§ Prompt: Copy out only those lines running from the line with "TARGET: street lamp" to the end of the listing, keeping each one exactly as it is.
• • • • • • •
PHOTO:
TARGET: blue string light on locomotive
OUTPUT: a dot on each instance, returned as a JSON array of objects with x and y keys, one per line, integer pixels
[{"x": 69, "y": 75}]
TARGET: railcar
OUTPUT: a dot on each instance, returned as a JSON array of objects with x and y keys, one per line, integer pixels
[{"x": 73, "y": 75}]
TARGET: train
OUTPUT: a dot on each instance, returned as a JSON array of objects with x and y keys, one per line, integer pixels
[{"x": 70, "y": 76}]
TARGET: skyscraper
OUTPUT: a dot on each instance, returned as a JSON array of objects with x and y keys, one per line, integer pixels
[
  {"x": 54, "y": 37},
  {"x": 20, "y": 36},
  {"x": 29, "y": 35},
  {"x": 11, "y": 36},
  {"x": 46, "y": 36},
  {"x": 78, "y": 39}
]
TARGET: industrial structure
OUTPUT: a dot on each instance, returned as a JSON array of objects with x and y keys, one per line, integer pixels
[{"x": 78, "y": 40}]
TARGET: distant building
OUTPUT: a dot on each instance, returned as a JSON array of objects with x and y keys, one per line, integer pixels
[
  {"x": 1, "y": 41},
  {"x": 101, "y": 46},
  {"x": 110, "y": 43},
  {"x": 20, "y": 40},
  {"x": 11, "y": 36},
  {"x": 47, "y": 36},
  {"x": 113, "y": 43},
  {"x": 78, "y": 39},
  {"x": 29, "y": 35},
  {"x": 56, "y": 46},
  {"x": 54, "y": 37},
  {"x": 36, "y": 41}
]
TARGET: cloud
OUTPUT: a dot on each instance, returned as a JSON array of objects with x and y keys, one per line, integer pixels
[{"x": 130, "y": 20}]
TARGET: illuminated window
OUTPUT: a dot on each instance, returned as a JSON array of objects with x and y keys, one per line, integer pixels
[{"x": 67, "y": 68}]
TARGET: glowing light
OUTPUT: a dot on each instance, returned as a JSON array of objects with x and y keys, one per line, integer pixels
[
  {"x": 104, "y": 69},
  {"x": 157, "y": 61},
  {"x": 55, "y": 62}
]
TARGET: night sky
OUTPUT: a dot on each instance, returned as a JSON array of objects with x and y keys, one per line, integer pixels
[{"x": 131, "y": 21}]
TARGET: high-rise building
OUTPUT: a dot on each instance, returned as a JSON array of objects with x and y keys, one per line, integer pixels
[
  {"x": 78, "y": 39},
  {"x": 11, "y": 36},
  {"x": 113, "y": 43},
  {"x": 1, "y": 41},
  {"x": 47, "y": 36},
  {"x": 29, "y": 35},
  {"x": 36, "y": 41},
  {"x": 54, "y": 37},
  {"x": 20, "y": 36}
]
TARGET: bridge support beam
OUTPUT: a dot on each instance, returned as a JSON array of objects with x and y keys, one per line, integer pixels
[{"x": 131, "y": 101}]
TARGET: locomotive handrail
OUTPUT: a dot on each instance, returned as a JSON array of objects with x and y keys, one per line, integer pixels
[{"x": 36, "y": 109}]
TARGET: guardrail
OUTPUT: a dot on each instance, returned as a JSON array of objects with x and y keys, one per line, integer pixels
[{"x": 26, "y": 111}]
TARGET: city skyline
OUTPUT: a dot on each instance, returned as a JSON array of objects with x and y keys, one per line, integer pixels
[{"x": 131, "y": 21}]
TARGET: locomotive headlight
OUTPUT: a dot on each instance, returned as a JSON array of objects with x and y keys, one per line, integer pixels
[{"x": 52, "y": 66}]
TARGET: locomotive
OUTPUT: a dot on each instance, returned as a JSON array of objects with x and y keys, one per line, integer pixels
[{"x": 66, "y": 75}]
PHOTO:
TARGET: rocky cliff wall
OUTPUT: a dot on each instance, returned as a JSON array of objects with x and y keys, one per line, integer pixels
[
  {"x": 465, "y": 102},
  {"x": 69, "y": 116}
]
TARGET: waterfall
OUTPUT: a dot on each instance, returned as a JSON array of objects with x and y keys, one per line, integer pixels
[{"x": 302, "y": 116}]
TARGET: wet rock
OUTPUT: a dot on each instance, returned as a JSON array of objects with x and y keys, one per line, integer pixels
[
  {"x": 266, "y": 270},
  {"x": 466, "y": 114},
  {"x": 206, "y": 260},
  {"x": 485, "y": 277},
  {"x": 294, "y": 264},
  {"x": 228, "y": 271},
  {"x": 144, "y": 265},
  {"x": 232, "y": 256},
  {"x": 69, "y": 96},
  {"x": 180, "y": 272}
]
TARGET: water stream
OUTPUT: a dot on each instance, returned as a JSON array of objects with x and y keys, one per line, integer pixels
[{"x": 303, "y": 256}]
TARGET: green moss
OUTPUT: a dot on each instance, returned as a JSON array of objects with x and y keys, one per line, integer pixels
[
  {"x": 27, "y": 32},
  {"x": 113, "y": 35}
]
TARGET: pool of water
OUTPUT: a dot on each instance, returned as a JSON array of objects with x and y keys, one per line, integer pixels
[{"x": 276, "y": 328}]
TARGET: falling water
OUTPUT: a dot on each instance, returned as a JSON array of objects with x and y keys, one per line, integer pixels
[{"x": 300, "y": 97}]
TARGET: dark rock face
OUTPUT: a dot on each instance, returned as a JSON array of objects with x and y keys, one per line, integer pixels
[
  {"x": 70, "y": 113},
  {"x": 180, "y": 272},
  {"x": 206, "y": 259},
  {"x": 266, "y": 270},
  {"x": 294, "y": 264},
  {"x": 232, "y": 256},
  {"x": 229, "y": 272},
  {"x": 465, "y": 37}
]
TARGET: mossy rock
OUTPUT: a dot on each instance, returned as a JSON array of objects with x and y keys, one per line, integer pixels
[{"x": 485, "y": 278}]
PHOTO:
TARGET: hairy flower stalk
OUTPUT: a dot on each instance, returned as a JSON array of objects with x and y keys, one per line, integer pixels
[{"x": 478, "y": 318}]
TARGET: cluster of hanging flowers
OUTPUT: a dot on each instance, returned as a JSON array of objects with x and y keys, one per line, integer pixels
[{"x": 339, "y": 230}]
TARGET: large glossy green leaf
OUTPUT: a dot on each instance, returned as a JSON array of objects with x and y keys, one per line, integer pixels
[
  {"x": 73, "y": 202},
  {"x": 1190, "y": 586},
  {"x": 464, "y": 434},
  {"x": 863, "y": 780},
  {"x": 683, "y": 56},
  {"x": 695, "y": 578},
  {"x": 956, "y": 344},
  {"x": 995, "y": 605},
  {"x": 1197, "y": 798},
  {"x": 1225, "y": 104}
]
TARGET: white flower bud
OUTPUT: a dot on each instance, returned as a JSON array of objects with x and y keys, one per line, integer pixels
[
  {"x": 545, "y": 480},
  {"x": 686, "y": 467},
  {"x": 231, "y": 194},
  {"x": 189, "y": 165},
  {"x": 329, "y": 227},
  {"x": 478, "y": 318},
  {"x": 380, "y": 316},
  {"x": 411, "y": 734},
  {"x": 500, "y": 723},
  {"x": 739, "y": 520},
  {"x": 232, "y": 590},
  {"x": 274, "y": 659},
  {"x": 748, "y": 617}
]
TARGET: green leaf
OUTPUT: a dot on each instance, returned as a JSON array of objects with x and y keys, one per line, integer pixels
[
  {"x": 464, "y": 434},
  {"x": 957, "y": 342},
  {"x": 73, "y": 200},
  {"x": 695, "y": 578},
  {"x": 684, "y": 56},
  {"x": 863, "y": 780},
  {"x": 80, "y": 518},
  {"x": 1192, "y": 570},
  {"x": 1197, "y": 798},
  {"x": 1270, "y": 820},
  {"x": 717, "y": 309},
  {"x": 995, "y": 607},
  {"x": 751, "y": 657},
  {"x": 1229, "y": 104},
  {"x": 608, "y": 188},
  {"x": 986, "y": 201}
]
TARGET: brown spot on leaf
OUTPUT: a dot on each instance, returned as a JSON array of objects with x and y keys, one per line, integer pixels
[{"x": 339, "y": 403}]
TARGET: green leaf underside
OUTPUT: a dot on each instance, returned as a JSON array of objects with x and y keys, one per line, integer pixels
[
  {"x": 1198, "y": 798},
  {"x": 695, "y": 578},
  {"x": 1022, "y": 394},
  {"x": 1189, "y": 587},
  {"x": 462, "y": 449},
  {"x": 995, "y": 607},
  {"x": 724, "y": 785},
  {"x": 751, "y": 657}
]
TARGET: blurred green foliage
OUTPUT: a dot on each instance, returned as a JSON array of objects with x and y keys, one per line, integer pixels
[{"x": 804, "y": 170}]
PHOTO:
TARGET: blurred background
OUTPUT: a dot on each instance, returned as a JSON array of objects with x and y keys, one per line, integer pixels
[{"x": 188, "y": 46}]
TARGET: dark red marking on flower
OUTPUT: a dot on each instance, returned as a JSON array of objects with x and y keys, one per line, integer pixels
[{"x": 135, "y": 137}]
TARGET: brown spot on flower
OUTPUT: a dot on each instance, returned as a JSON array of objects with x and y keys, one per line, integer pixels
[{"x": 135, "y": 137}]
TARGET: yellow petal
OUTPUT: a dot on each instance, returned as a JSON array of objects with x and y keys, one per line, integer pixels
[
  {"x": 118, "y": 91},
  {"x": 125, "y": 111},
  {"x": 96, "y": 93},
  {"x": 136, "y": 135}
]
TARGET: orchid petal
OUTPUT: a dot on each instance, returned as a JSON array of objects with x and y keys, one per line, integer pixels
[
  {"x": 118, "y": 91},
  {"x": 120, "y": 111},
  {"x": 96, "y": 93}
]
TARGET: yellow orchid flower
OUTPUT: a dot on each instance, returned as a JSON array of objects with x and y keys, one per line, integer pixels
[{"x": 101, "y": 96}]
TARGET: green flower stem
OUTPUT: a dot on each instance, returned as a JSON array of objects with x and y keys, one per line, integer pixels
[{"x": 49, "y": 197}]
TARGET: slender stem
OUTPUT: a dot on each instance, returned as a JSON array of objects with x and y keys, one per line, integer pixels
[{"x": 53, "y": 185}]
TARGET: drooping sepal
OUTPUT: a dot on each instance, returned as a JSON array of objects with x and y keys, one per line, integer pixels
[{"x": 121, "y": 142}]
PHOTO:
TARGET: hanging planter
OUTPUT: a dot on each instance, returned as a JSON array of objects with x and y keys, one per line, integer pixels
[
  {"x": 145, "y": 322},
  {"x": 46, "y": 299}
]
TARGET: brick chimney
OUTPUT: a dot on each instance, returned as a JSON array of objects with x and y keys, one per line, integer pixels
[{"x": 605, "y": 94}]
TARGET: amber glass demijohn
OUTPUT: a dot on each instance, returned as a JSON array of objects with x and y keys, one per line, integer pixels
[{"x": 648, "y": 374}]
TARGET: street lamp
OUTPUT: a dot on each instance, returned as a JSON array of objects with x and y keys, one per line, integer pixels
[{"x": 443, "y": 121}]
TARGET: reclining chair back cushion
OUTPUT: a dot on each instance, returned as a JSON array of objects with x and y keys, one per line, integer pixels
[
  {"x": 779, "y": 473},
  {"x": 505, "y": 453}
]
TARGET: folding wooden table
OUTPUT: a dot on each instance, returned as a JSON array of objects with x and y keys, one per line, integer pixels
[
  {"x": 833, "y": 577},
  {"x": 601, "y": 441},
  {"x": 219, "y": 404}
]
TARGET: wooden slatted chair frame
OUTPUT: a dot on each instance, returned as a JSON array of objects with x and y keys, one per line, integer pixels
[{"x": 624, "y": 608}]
• • • • • • •
§ Correct response:
TARGET: street lamp
OUTPUT: a dot on each instance, returned as a JSON array of objects with x and y keys, one per line, integer pixels
[{"x": 443, "y": 121}]
TARGET: reclining chair back cushion
OUTPUT: a dot on each instance, returned as a JSON array of objects with x and y keys, one per line, integer pixels
[
  {"x": 779, "y": 473},
  {"x": 505, "y": 453}
]
TARGET: folding wooden table
OUTPUT: a dot on each instance, returned as a JSON array of objects with x and y keys, one per line, integer pixels
[
  {"x": 833, "y": 577},
  {"x": 601, "y": 441},
  {"x": 219, "y": 404}
]
TARGET: wooden slatted chair frame
OUTPUT: a dot on each instance, returned as a JSON array of objects with x and y keys, one per line, integer pixels
[{"x": 624, "y": 608}]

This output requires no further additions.